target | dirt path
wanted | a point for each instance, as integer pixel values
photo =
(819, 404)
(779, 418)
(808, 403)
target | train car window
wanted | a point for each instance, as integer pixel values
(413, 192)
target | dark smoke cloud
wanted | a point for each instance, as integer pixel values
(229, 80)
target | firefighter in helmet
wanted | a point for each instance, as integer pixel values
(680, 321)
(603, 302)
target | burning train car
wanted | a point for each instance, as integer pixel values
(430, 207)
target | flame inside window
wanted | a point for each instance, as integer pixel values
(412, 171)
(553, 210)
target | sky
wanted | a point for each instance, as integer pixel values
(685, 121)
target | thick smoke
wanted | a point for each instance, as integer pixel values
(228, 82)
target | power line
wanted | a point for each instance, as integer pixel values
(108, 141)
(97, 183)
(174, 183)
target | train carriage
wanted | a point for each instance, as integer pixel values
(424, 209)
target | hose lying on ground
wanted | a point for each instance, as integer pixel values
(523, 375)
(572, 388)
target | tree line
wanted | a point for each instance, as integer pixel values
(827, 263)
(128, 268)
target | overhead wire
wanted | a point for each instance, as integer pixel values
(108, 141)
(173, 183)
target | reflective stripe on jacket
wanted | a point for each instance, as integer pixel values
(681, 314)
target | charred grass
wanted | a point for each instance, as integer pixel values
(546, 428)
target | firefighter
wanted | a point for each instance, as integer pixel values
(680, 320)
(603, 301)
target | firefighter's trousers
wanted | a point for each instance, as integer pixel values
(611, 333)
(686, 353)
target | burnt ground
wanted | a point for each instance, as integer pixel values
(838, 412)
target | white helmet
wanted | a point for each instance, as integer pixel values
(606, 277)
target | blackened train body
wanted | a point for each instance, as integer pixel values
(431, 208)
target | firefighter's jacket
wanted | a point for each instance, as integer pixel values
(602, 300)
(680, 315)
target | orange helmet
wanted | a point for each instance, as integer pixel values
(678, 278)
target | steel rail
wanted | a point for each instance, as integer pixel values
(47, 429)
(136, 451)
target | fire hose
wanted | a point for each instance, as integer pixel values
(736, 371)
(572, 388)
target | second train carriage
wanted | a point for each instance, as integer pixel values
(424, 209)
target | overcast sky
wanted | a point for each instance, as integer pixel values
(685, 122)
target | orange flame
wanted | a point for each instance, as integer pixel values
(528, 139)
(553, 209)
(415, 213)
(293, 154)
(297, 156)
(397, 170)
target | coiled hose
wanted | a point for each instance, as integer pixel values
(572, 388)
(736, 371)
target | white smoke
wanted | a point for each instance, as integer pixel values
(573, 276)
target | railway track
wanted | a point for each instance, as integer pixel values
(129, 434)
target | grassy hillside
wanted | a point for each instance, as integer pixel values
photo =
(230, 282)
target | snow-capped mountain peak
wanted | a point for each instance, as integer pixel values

§

Problem description: Render all of the data above as a numbered list, leaving out any blank lines.

Reply:
1. target | dirt path
2. wanted | a point for each instance, as integer pixel values
3. photo =
4. (819, 404)
5. (779, 418)
6. (808, 403)
7. target | train car window
8. wanted | a point for each instance, as integer pixel values
9. (413, 192)
10. target | dark smoke cloud
11. wanted | a point for each instance, as integer pixel values
12. (229, 80)
13. target | firefighter in helmet
14. wanted | a point for each instance, as integer pixel values
15. (680, 321)
16. (603, 302)
17. target | burning train car
18. wanted | a point for each instance, as integer pixel values
19. (430, 207)
20. target | flame inside window
21. wanted | a point for each instance, as integer pixel values
22. (412, 171)
23. (553, 210)
24. target | sky
25. wanted | a point for each instance, as integer pixel values
26. (685, 121)
27. target | thick smoke
28. wanted | a point for each instance, as integer pixel values
29. (228, 82)
30. target | power line
31. wanted | a point for each instance, as integer pixel values
32. (108, 141)
33. (97, 183)
34. (174, 183)
35. target | train carriage
36. wanted | a point for each instance, as integer pixel values
37. (424, 209)
38. target | hose lying on ground
39. wanted | a point for each instance, as integer pixel values
40. (523, 375)
41. (572, 388)
42. target | tree line
43. wanted | a point for each instance, as integer pixel values
44. (827, 263)
45. (128, 268)
46. target | overhead wire
47. wanted | a point for each instance, as integer pixel values
48. (108, 141)
49. (173, 183)
50. target | reflective stripe on jacket
51. wanted | a point for each instance, as integer pixel values
52. (681, 314)
53. target | charred grass
54. wanted | a point for each instance, as integer pixel values
55. (546, 428)
56. target | firefighter
57. wanted | a point for each instance, as integer pixel values
58. (680, 320)
59. (603, 301)
60. target | firefighter's trousers
61. wanted | a point for each instance, as integer pixel values
62. (611, 333)
63. (686, 353)
64. target | burnt ground
65. wanted | a point for each instance, as integer pixel values
66. (838, 412)
67. target | white helmet
68. wanted | a point for each instance, as integer pixel values
69. (606, 277)
70. target | blackened train body
71. wanted | a point for each instance, as integer pixel values
72. (431, 208)
73. target | firefighter's jacket
74. wanted | a point for each instance, as integer pixel values
75. (602, 300)
76. (680, 315)
77. target | orange helmet
78. wanted | a point for each instance, as integer pixel values
79. (678, 278)
80. target | steel rail
81. wanted | a point for each instance, as integer pixel values
82. (47, 429)
83. (136, 451)
84. target | fire hose
85. wanted | a point for each instance, as integer pixel values
86. (736, 371)
87. (572, 388)
88. target | second train carriage
89. wanted | a point for each instance, as integer pixel values
90. (424, 209)
91. target | overcast sky
92. wanted | a point for each instance, as integer pixel values
93. (685, 122)
94. target | orange flame
95. wanted | a point for each instance, as integer pixel values
96. (528, 139)
97. (553, 209)
98. (415, 213)
99. (293, 154)
100. (297, 156)
101. (397, 170)
102. target | coiled hose
103. wanted | a point for each instance, as integer pixel values
104. (572, 388)
105. (736, 371)
106. target | white smoke
107. wanted | a point for each instance, as integer pixel values
108. (573, 276)
109. target | railway track
110. wanted | a point for each instance, as integer pixel values
111. (129, 434)
112. target | grassy hillside
113. wanted | a point for each instance, as integer pixel values
114. photo =
115. (230, 282)
116. target | snow-capped mountain peak
117. wanted | a point for each instance, as integer pixel values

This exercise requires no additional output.